> _REQUIREMENT_: Copy the items from the line containing "Target: curb" through the end of the items, keeping the requests. Multiply every point coordinate in the answers by 1.4 and round each result to a whole number, with halves rounded up.

▼

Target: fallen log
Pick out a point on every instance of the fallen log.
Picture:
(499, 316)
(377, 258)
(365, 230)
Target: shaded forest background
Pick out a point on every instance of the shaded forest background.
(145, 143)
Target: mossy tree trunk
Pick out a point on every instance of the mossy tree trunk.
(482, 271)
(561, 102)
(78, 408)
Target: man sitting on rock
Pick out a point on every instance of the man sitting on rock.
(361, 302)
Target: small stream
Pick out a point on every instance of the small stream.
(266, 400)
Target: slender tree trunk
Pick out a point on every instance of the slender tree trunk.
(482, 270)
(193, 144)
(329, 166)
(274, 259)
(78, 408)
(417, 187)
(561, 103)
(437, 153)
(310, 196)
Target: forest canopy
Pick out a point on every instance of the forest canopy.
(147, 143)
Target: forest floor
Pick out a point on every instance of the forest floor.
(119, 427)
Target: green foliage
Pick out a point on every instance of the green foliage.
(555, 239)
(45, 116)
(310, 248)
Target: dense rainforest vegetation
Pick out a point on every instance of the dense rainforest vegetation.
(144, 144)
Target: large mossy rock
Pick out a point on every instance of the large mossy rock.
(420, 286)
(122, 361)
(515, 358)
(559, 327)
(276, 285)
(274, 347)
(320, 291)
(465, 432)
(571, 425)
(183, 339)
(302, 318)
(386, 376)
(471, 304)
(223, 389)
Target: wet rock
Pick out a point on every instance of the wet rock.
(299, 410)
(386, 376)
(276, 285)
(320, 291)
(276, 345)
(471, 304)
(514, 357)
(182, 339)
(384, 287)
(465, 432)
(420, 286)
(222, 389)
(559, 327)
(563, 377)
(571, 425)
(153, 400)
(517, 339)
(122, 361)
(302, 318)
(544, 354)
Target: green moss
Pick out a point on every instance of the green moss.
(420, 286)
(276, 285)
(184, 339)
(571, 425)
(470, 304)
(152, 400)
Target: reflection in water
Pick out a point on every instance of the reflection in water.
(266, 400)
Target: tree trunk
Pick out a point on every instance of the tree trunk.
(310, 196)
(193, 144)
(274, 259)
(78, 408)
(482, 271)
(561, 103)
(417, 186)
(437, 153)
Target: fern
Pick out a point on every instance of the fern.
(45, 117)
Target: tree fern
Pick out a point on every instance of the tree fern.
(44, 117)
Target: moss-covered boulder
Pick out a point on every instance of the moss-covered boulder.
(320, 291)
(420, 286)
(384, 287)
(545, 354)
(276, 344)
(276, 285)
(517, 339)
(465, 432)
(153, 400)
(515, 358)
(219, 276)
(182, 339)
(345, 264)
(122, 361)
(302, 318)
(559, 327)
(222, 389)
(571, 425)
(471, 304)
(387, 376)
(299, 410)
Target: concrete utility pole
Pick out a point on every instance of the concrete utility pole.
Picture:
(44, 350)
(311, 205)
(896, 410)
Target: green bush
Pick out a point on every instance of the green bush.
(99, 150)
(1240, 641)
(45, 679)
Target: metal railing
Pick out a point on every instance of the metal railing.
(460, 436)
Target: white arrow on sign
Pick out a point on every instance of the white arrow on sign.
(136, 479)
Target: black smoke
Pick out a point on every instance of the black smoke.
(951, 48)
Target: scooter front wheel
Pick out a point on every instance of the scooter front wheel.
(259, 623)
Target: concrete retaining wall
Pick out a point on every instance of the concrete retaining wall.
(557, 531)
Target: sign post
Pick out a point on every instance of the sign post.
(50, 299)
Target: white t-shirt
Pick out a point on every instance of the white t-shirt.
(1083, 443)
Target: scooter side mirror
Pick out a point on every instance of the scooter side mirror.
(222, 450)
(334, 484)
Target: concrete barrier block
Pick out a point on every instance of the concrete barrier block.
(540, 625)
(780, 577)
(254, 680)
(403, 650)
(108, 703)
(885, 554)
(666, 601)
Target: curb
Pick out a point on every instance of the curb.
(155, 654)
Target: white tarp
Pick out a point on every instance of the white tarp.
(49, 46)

▲

> _ANSWER BELOW_:
Target: curb
Pick out a point on every instance of the curb.
(217, 916)
Target: white tarp
Pick out a point on every instance of the white tarp.
(69, 64)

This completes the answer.